_Input data_.
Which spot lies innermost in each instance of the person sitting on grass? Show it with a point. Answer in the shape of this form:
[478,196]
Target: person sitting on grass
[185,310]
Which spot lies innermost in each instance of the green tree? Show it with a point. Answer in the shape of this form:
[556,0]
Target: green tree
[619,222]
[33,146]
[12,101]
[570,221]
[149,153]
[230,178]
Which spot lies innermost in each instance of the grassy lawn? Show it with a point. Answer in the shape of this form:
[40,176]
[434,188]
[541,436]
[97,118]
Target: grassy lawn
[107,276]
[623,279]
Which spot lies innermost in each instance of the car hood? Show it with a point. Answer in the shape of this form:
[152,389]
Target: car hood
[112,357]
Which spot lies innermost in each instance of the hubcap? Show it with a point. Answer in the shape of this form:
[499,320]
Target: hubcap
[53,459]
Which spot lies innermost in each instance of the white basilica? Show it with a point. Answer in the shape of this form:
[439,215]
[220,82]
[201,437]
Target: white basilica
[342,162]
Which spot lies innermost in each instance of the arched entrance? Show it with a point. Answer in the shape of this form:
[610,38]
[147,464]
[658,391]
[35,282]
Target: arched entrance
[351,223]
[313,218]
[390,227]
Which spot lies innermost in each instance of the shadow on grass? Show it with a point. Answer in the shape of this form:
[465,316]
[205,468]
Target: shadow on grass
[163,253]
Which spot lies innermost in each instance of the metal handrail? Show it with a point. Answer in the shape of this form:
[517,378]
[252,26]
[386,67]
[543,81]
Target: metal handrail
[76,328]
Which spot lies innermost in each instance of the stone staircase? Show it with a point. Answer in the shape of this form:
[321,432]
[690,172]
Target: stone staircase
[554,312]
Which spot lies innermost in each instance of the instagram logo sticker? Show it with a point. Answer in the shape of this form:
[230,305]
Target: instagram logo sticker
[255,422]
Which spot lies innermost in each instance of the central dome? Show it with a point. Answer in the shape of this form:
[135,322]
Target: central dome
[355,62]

_Problem requirements_.
An exact copy of the listing above is what is wanted.

_Result below_.
Which spot lies innermost in each instance of the person sitting on grass? Show it with a point. Answer in the shape of this form:
[478,196]
Target: person sitting on grass
[185,310]
Which spot lies innermost in each instance of the green tree? Show it with a point. Answer in the shape of this form:
[556,0]
Target: green tree
[619,222]
[33,146]
[12,101]
[570,221]
[149,153]
[230,178]
Which spot lies innermost in each instance of the grassy lawn? Show it with a point. Answer in the shape of this form:
[40,176]
[434,188]
[541,436]
[97,118]
Target: grassy lawn
[107,276]
[623,279]
Which spot lies innermost in each instance of the car hood? Show it with a point. Answer in the shape of this form:
[152,389]
Target: car hood
[112,357]
Which spot lies innermost in each instance of the hubcap? Show it with a point. Answer in the shape of this form:
[499,320]
Target: hubcap
[53,459]
Which spot lies innermost in each instance of the white basilica? Show it with a point. Answer in the shape of this form:
[439,215]
[220,82]
[201,437]
Target: white basilica
[342,162]
Which spot lies innermost in each instance of the arched entrance? Show it with a point. Answer in the shape of this form:
[610,38]
[147,464]
[658,391]
[35,282]
Target: arched entrance
[351,223]
[313,218]
[390,227]
Which spot lies innermost in each instance of the shadow on grass? Show it with a point. Answer in the shape of this form:
[465,316]
[205,468]
Target: shadow on grass
[163,253]
Which spot lies innermost in each instance of the metal handrail? Show it with a point. Answer in the shape of this form:
[517,378]
[252,26]
[386,67]
[543,81]
Target: metal handrail
[76,328]
Which spot lies innermost in each instance of the stone staircase? Show it with a point. Answer in the shape of this form:
[321,432]
[690,172]
Target: stone staircase
[554,312]
Which spot lies innermost in each instance of the instagram logo sticker? Show it with a point. Answer in the shape of this form:
[230,305]
Target: instagram logo sticker
[255,422]
Which spot lies innermost in each instance of the central dome? Show it with a point. Answer in the shape of this form:
[135,322]
Target: central dome
[355,62]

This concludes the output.